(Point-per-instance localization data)

+++++

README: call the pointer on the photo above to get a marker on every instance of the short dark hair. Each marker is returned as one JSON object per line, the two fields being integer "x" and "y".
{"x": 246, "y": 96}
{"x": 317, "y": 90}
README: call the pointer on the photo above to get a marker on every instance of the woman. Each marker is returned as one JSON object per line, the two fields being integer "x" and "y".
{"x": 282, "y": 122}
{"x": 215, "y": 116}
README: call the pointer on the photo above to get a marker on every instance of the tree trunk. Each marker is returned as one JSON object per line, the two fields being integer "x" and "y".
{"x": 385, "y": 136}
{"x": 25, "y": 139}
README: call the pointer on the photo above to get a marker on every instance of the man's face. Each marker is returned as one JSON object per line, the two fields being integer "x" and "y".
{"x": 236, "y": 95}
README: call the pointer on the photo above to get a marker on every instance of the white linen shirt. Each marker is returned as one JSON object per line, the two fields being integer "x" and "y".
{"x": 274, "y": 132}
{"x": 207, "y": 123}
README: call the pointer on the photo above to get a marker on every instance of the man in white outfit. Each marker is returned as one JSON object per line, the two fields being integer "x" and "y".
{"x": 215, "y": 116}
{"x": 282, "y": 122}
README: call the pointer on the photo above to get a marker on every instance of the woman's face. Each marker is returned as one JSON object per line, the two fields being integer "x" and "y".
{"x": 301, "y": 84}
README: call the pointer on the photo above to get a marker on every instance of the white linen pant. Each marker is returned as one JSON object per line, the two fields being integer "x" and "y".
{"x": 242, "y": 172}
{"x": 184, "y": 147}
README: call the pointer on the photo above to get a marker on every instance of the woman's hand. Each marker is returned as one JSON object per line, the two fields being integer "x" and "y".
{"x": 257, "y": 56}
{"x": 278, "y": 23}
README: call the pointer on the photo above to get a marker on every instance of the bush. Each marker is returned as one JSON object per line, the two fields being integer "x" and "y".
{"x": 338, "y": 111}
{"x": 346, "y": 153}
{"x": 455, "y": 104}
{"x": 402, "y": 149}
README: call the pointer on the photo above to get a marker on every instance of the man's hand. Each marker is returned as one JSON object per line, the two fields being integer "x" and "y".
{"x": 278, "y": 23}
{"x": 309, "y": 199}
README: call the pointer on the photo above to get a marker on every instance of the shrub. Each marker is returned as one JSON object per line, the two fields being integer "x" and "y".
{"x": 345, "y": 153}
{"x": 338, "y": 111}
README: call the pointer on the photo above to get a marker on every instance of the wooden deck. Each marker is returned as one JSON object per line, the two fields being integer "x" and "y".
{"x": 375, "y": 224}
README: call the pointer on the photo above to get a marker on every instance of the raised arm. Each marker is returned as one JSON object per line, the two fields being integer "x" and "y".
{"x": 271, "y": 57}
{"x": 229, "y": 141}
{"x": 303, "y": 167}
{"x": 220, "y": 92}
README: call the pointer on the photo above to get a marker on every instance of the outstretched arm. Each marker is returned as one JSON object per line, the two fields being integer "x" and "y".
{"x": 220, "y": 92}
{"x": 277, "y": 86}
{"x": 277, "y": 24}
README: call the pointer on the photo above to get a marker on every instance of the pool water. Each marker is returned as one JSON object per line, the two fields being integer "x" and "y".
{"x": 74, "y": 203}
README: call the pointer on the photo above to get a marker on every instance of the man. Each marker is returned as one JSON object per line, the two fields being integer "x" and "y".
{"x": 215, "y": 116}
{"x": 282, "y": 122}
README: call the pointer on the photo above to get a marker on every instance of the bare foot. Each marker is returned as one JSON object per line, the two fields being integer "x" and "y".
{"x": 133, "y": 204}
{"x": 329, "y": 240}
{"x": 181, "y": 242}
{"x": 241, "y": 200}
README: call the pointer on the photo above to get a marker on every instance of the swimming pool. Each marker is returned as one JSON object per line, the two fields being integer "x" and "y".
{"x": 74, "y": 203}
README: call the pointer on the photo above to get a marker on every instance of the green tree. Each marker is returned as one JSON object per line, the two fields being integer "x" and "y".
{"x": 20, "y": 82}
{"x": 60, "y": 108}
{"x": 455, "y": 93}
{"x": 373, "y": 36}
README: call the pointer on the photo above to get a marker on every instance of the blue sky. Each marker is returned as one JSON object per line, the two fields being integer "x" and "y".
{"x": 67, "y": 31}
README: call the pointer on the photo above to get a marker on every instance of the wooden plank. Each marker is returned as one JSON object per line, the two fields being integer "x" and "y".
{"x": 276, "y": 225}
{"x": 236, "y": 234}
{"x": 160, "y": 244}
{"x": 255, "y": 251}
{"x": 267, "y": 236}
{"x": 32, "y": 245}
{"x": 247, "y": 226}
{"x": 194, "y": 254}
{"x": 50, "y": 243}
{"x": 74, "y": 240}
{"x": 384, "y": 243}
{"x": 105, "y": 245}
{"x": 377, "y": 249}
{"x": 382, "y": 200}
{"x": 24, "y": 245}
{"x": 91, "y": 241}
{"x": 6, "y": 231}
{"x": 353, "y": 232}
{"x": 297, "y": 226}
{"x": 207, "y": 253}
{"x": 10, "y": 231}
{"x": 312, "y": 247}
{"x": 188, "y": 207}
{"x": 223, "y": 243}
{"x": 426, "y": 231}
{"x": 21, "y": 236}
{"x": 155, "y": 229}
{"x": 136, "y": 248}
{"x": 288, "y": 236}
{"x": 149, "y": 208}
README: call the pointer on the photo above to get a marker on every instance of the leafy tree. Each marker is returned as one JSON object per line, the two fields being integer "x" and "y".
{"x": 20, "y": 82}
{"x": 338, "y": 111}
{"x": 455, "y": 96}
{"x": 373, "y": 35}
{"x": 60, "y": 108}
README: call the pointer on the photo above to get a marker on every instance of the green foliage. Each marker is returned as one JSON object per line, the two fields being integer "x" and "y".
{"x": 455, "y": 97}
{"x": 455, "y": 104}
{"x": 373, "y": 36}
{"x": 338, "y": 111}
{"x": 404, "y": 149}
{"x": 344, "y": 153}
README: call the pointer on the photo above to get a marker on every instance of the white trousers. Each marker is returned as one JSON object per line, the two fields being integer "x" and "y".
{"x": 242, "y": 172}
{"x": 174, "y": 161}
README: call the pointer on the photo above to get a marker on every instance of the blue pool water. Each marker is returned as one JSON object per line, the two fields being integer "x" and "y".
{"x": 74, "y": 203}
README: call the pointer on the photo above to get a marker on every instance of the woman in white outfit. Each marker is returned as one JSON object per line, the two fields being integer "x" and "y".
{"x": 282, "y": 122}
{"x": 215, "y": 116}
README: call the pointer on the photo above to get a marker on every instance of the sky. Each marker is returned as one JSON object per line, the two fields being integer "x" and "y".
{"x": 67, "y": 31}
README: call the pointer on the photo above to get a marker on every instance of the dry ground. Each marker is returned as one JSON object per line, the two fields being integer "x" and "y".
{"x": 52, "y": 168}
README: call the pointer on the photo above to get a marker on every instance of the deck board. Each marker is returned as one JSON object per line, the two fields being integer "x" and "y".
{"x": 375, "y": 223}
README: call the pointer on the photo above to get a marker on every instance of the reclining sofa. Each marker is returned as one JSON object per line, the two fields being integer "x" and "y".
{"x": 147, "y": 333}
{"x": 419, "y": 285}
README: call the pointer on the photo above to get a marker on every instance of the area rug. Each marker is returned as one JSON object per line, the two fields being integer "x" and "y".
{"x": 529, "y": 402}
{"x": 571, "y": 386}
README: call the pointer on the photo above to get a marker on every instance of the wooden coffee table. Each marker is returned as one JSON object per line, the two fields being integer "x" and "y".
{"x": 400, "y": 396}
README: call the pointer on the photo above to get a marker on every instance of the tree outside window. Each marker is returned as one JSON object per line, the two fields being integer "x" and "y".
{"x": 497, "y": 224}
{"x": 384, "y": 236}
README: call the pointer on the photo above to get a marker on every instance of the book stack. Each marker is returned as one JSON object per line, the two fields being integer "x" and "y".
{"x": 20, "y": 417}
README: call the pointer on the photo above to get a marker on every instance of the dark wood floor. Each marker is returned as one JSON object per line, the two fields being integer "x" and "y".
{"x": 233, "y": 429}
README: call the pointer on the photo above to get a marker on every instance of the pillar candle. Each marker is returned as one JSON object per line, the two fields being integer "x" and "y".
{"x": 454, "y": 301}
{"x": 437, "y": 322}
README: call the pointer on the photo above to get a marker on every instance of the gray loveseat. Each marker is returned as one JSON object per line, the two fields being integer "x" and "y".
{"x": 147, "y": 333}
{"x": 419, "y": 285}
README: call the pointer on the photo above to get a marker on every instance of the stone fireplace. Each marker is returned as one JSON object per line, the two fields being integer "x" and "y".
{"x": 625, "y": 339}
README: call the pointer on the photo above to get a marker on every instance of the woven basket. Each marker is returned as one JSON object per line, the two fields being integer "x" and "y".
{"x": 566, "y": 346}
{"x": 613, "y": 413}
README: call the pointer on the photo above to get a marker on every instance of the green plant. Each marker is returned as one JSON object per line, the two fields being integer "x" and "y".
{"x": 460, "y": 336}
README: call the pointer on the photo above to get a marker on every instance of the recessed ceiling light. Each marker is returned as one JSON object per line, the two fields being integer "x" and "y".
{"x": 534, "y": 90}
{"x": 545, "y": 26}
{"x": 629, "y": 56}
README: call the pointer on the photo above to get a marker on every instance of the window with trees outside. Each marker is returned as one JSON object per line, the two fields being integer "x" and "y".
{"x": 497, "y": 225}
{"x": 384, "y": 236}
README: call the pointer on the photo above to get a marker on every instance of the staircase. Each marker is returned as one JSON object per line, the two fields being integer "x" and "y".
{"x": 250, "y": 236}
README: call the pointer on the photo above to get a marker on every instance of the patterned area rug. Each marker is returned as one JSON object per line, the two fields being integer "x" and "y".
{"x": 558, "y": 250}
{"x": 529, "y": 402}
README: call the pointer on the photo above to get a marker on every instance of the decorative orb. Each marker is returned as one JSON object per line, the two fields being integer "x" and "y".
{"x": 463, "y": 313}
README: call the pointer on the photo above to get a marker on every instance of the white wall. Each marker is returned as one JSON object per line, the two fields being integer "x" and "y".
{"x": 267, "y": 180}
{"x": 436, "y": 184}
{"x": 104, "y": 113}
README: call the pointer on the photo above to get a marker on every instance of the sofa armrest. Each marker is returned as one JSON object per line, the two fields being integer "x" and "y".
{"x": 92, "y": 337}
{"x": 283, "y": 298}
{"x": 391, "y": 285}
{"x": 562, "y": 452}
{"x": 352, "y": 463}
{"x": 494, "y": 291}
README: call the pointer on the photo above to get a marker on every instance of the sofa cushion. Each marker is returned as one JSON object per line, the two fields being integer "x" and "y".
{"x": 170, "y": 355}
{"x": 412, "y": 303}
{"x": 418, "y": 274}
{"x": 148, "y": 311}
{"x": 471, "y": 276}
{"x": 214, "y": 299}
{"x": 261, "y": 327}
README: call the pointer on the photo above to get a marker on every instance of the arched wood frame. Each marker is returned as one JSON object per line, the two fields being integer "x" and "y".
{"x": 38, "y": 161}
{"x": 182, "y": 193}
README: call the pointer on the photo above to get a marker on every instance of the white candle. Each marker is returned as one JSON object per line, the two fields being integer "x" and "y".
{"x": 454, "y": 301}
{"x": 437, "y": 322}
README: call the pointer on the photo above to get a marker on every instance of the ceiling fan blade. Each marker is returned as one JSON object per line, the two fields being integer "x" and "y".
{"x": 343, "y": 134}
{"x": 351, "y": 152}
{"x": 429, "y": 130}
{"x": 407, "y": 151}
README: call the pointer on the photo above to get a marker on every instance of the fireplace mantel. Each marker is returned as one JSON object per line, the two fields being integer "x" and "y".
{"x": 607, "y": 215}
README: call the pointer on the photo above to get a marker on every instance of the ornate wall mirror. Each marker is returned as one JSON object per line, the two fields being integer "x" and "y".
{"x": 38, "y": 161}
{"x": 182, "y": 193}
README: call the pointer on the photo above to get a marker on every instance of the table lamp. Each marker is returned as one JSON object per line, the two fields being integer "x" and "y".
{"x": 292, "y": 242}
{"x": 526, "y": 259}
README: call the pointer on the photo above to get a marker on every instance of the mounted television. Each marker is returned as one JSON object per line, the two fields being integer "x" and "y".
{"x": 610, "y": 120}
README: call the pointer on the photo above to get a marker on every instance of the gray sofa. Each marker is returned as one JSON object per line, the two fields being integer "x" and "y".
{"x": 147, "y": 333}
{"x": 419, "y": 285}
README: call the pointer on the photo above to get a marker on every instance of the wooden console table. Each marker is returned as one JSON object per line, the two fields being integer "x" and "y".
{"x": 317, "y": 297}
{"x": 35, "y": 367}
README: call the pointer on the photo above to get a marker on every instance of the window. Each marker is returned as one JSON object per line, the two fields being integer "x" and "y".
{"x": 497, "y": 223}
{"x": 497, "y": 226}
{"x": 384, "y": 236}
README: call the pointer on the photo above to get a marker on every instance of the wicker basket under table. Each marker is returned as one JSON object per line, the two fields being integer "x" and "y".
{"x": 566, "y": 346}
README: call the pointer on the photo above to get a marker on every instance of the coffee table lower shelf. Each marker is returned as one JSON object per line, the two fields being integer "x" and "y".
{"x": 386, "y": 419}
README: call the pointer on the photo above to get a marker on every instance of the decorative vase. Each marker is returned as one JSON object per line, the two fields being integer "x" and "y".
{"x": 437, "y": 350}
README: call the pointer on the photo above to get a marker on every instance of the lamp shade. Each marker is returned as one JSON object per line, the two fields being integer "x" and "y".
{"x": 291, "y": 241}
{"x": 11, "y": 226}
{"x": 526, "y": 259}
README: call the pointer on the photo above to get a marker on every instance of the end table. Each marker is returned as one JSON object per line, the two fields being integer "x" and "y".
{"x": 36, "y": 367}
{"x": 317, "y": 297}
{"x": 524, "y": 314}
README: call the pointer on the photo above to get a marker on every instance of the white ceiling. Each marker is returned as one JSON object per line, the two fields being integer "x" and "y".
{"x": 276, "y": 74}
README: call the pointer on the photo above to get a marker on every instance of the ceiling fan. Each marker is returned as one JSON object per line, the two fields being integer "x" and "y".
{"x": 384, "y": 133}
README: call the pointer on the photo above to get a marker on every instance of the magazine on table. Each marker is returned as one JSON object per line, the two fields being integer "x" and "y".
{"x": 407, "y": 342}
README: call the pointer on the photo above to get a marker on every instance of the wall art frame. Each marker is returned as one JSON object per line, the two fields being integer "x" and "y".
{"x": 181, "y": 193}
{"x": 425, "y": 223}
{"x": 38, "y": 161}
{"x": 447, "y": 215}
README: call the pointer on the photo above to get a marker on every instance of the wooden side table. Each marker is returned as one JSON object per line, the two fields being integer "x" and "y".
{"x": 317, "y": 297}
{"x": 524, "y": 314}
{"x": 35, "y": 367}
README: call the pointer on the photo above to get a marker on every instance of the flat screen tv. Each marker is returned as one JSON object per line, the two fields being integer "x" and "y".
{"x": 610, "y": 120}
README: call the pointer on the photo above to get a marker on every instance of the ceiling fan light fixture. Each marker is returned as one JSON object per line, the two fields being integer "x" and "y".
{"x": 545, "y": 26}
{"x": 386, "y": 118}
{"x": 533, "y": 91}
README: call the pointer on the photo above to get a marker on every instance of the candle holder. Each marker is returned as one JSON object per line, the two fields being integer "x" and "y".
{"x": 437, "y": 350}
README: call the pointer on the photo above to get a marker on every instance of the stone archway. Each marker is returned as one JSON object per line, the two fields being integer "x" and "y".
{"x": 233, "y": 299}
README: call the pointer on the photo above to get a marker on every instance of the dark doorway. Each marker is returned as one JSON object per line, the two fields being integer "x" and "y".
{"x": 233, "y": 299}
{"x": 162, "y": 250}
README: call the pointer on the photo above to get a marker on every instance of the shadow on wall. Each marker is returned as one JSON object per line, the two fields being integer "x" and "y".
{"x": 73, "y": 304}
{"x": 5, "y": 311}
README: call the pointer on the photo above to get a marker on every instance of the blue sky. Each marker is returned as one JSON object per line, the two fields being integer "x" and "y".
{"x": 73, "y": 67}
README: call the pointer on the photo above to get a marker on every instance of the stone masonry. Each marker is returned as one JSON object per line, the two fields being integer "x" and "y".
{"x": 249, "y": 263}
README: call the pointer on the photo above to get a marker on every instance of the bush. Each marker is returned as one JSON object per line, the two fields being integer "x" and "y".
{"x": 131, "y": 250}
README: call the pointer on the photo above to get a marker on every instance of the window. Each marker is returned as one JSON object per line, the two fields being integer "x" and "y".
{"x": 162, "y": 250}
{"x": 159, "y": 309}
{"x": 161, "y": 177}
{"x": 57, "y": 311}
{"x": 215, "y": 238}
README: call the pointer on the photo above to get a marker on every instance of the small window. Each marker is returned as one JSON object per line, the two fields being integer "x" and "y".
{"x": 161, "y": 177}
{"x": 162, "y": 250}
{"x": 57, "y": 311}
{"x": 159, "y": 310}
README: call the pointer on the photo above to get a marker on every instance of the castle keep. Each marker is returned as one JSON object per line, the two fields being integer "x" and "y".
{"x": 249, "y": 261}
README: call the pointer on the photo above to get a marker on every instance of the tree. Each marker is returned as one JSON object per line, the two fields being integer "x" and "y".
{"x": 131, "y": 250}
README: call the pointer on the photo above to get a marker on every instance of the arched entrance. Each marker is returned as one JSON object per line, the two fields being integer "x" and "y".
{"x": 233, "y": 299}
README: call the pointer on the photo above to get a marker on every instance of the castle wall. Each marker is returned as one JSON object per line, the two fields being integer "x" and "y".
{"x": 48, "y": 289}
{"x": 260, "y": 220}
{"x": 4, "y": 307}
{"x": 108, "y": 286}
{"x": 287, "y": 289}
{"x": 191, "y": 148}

+++++

#### WHAT YOU WILL DO:
Exactly the lines from the one containing "the arched entrance." to the last line of the entries above must be duplicated, with both of those lines included and nothing more.

#### RESPONSE TO THE EXERCISE:
README: call the pointer on the photo above to get a marker on every instance of the arched entrance. Each marker is returned as one JSON object per line, the two fields being integer "x" and "y".
{"x": 233, "y": 299}
README: call the pointer on the photo above to get a marker on every instance of the castle wall. Each marker is returned as one JSON object per line, the two fields being integer "x" and "y".
{"x": 48, "y": 289}
{"x": 260, "y": 220}
{"x": 4, "y": 307}
{"x": 108, "y": 286}
{"x": 287, "y": 289}
{"x": 191, "y": 148}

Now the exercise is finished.